## Set task 1
Update the Lahman baseball notebook excerpt between "Wow, this goes" and "Let's find out...", inclusive, replacing "Max Scherzer" with "the Nationals starter".
## Set task 2
Answer these questions using the Lahman baseball notebook excerpt:
(a) In which formats does Lahman provide raw data for the 2019 season?
(b) What playerID belongs to Max Scherzer?
(c) Which application was used to review the People.csv document?
## Set task 3
Resume the Lahman baseball notebook excerpt, picking up right after its last sentence.

## Selected text
▶

Lahman (http://www.seanlahman.com/baseball-archive/statistics/) provides raw data in MS Access, SQL, csv, R, and SQL Lite formats for the 2019 season.  Will grab the csv for inital analysis of the suitability of this data.  If it looks good, SQL or SQL Lite look like viable options for more sophisticated EDA in... later innings.

### Review Lahman Data

In [1]:
import pandas as pd
import numpy as np

In [2]:
lahman = pd.read_csv('../data/lahman/core/Pitching.csv')

In [3]:
lahman.head()

Unnamed: 0,playerID,yearID,stint,teamID,lgID,W,L,G,GS,CG,...,IBB,WP,HBP,BK,BFP,GF,R,SH,SF,GIDP
0,bechtge01,1871,1,PH1,,1,2,3,3,2,...,,7,,0,146.0,0,42,,,
1,brainas01,1871,1,WS3,,12,15,30,30,30,...,,7,,0,1291.0,0,292,,,
2,fergubo01,1871,1,NY2,,0,0,1,0,0,...,,2,,0,14.0,0,9,,,
3,fishech01,1871,1,RC1,,4,16,24,24,22,...,,20,,0,1080.0,1,257,,,
4,fleetfr01,1871,1,NY2,,0,1,1,1,1,...,,0,,0,57.0,0,21,,,


Wow, this goes back all the way to 1871?  Wow, let's take a look at 2019 only...

In [4]:
s19 = lahman.loc[(lahman.yearID == 2019)]

Can we find Max Scherzer the playerID column?  Let's find out...

In [5]:
s19.loc[(s19.playerID == 'scherma01')]

Unnamed: 0,playerID,yearID,stint,teamID,lgID,W,L,G,GS,CG,...,IBB,WP,HBP,BK,BFP,GF,R,SH,SF,GIDP
47441,scherma01,2019,1,WAS,NL,11,7,27,27,0,...,2.0,0,7.0,0,693.0,0,59,0.0,2.0,7.0


Ok, so I cheated a little and reviewed the People.csv document with Numbers (on Mac) to discover Max's playerID (scherma01).  Looks like this data set is a dud.  Some great aggregated data provided but this is not granular enough.  The search continues for more granular data.

◀

## Data
▶

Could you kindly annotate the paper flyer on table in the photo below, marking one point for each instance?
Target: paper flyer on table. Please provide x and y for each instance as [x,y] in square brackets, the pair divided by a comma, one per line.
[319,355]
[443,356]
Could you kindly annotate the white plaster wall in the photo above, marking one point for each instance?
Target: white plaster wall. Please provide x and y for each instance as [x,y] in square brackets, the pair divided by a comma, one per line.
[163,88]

◀
▶

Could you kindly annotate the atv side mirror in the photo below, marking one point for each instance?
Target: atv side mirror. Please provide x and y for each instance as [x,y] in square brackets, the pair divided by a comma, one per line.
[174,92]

◀
▶

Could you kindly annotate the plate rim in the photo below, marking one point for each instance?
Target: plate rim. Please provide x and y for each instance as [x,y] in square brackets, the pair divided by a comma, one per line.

◀

## Exercise answer 1
Wow, this goes back all the way to 1871?  Wow, let's take a look at 2019 only...

In [4]:
s19 = lahman.loc[(lahman.yearID == 2019)]

Can we find the Nationals starter the playerID column?  Let's find out...

## Exercise answer 2
(a) MS Access, SQL, csv, R, and SQL Lite.
(b) scherma01.
(c) Numbers, on Mac.

## Exercise answer 3
## Let's take a look at Retrosheet

Like Lahman, this site provides some grat historical data about MLB history but it's not providing what's need for this analysis, back to the drawing board.

## MLB official API

Thanks to a helpful post from Micheal Willard (http://michealwillard.com/mlbam_api/), it appears that MLB offers access to its API.  Worth digging into this resource.

In [6]:
# Base url for MLB API
api = 'http://gd2.mlb.com/components/game/mlb/'

### Oh, imagine that, there's a Python wrapper for the MLB API... homerun!

Source: https://pypi.org/project/MLB-StatsAPI/ <br>
toddrob99 (GitHub handle) provides the repo here: https://github.com/toddrob99/MLB-StatsAPI <br>
Let's import this package...

In [10]:
# !pip install MLB-StatsAPI
# !python3 -m pip install --upgrade MLB-StatsAPI

In [11]:
import statsapi

In [12]:
### toddrob99 provides the following block of code for logging
import logging
logger = logging.getLogger('statsapi')
logger.setLevel(logging.DEBUG)
rootLogger = logging.getLogger()
rootLogger.setLevel(logging.DEBUG)
ch = logging.StreamHandler()
formatter = logging.Formatter("%(asctime)s - %(levelname)8s - %(name)s(%(thread)s) - %(message)s")
ch.setFormatter(formatter)
rootLogger.addHandler(ch)

### Medium tutorial
Austin L.E. Krause provides a tutorial of toddrob99's tool here: <br>
https://medium.com/better-programming/using-the-mlb-stats-api-to-get-daily-data-88f48266656c

Let's step up to the plate, I try this out... <br>
Swing and a miss, too high level.

## Reddit, of course
Oh, what do we have here, toddrob99 provides some info on his Reddit page: <br>
https://www.reddit.com/r/baseball/comments/bjovz3/new_python_wrapper_for_mlb_stats_api/

...and swing and a miss.  Strike two.
Let's get some fresh pinetar on this Lousville Slugger and defend the plate...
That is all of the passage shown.